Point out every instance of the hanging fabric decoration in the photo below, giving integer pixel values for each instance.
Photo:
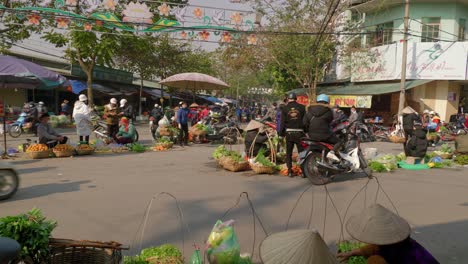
(180, 14)
(198, 13)
(164, 10)
(62, 22)
(91, 5)
(34, 19)
(217, 18)
(226, 37)
(204, 35)
(71, 2)
(252, 39)
(137, 13)
(110, 4)
(88, 27)
(236, 18)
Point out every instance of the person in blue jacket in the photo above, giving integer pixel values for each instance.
(182, 120)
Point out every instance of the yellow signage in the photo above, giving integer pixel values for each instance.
(358, 101)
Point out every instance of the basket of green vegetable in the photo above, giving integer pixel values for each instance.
(234, 162)
(262, 165)
(347, 246)
(199, 130)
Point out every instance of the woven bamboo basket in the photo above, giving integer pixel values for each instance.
(167, 145)
(165, 132)
(260, 169)
(63, 153)
(446, 155)
(397, 139)
(165, 260)
(68, 251)
(234, 166)
(39, 154)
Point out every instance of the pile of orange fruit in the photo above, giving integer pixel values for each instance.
(37, 148)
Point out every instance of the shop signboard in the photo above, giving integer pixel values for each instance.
(348, 101)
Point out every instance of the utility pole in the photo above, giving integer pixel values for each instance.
(404, 59)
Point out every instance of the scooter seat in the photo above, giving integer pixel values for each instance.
(9, 249)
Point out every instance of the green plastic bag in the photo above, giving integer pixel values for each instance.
(222, 245)
(196, 257)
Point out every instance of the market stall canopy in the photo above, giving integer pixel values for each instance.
(157, 93)
(79, 86)
(362, 88)
(18, 73)
(212, 99)
(194, 81)
(296, 247)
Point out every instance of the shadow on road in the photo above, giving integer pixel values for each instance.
(47, 189)
(33, 170)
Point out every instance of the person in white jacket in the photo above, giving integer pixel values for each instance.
(82, 116)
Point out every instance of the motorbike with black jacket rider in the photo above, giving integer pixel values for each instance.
(292, 128)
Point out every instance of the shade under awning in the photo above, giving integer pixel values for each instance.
(363, 88)
(157, 93)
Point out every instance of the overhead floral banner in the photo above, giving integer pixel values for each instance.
(138, 17)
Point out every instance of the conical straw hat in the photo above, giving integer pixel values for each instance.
(254, 125)
(408, 110)
(378, 226)
(296, 247)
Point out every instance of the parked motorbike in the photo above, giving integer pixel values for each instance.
(9, 250)
(320, 164)
(9, 181)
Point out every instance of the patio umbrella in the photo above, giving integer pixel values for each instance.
(194, 81)
(18, 73)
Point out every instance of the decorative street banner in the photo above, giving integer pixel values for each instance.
(377, 64)
(425, 61)
(350, 100)
(435, 61)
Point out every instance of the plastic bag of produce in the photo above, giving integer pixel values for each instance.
(164, 122)
(222, 245)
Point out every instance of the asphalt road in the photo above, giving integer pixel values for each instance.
(104, 197)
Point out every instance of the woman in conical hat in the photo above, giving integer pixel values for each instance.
(388, 238)
(296, 247)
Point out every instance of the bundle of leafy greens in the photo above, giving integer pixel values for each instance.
(262, 160)
(461, 160)
(139, 148)
(347, 246)
(32, 231)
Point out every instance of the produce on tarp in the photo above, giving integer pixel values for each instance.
(384, 163)
(461, 160)
(164, 254)
(347, 246)
(220, 152)
(222, 245)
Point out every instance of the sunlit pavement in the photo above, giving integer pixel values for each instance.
(103, 197)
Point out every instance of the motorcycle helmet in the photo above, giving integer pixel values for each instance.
(292, 96)
(323, 98)
(123, 102)
(82, 98)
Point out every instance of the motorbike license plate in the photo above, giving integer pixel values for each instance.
(301, 157)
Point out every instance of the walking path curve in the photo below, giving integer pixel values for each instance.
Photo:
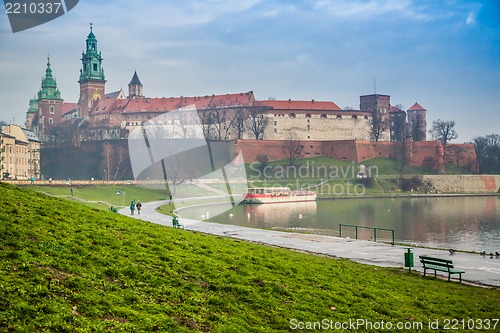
(481, 270)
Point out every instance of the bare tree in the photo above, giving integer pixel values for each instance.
(107, 157)
(257, 121)
(488, 153)
(292, 148)
(240, 116)
(377, 125)
(121, 156)
(443, 130)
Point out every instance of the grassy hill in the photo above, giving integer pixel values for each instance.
(65, 267)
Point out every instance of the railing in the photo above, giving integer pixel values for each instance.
(366, 227)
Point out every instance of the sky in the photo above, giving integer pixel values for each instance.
(445, 55)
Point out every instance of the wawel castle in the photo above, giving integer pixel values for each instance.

What needs to be done: Return the full listing above verbatim, please, but without its images.

Reply:
Point out every instance of the hanging fabric decoration in the photo below, giving integer pixel values for each instance.
Photo:
(180, 14)
(198, 13)
(164, 10)
(62, 22)
(91, 5)
(34, 19)
(217, 18)
(226, 37)
(204, 35)
(71, 2)
(252, 39)
(137, 13)
(110, 4)
(88, 27)
(236, 18)
Point out every instance of the person in blue jacket in the photo above, giving integer pixel values for each instance.
(182, 120)
Point out every instance of the yellow signage in the photo above, giving integer pixel values for each instance.
(358, 101)
Point out every instance of the basket of green vegetable in the photo above, giving integer pixel values for each instance.
(234, 162)
(262, 165)
(347, 246)
(199, 130)
Point out every instance of the woven bamboo basket in the photo above, giving integer pixel values for each instance.
(167, 145)
(165, 132)
(260, 169)
(63, 153)
(446, 155)
(397, 139)
(165, 260)
(68, 251)
(234, 166)
(39, 154)
Point out every instance of the pile of orange fruit in the photo above, giving integer pixel values for each instance.
(37, 148)
Point out every instance of the shop signboard in the photo above, giving integer pixel values for each instance.
(348, 101)
Point out every instance of the utility pole in the photo above, giving integer pixel values for each instance.
(404, 59)
Point out every instance of the scooter seat in the photo above, giving integer pixel values for each instance.
(9, 249)
Point out every instance of the green plastic bag in the photo above, giving integer pixel values for each instance.
(222, 245)
(196, 257)
Point out every instance of the market stall canopy in the photo above, giving integer pixel values for each instance.
(157, 93)
(79, 86)
(362, 88)
(18, 73)
(212, 99)
(194, 81)
(296, 247)
Point out every instance of the shadow on road in the photo above, giving integer pixel values for each instance.
(47, 189)
(33, 170)
Point out every instance of the person in white jacket in the photo above, giving integer pixel values for each instance.
(82, 116)
Point out every instance of the motorbike with black jacket rider in the photo above, giving integer pixel values for each instance.
(292, 128)
Point out every instance of the shade under awning in the photo above, giving integer pixel values for each instance.
(363, 88)
(157, 93)
Point out every instance of the overhead floral banner in the photo above, giving integer pixel values for each instance.
(138, 17)
Point out every instance of the conical straw hat in the photo above, giving integer pixel values for each instance.
(254, 125)
(408, 110)
(378, 226)
(296, 247)
Point out every instance of the parked motorbike in the photo above, giving integer pixel values for each instance.
(9, 250)
(320, 164)
(9, 181)
Point out every instance of the patio umbrella in the photo above, giving integer pixel values for each instance.
(194, 81)
(18, 73)
Point out every instance of the decorative street banner in the photo above, giving integer pixel values for each instance.
(377, 64)
(425, 61)
(350, 100)
(435, 61)
Point out every instance of the plastic bag of produce in the photo above, giving integer pixel values for each instance.
(164, 122)
(222, 245)
Point out every instance of the asphalt road in the photo above, giving integer pixel values for each instance.
(104, 197)
Point out every instance of the woman in conical hat in the photo above, giving integer pixel values for each instance.
(388, 238)
(296, 247)
Point out every instance of the bundle of leafy greens in the photo above, giving integer pixel values for each instance.
(262, 160)
(461, 160)
(139, 148)
(347, 246)
(32, 231)
Point out every instance of the produce on tarp in the photo above, giving integer pixel values for each instance.
(384, 163)
(461, 160)
(164, 254)
(347, 246)
(220, 152)
(222, 245)
Point out every instance of the sunlit pavement in the photo above, giving integer pixel values for each instance.
(103, 197)
Point out every instance of the motorcycle helmet in the photo above, giving integer pixel values for each instance.
(292, 96)
(323, 98)
(123, 102)
(82, 98)
Point out every instance of the motorbike license plate in the photo above, giving integer pixel values for each instance.
(301, 157)
Point out every instance of the walking path curve in the photo below, giving integer pixel values for each instance.
Photo:
(481, 270)
Point out every instance of the bare tree in the photo above, giving integer pixel values for each instance.
(107, 157)
(257, 121)
(488, 153)
(292, 148)
(240, 116)
(377, 125)
(121, 156)
(443, 130)
Point out every instance of the grassy hill in the photo above, giving integer pixel values for each instance.
(65, 267)
Point out every instance of the railing in the photo above, giving integer pixel values for each instance.
(366, 227)
Point out every instance of the sky in the photo above, giving integer pixel values for each instance.
(445, 55)
Point out every instance of the wawel castle in the photo above, giving integer pixel values for each instance.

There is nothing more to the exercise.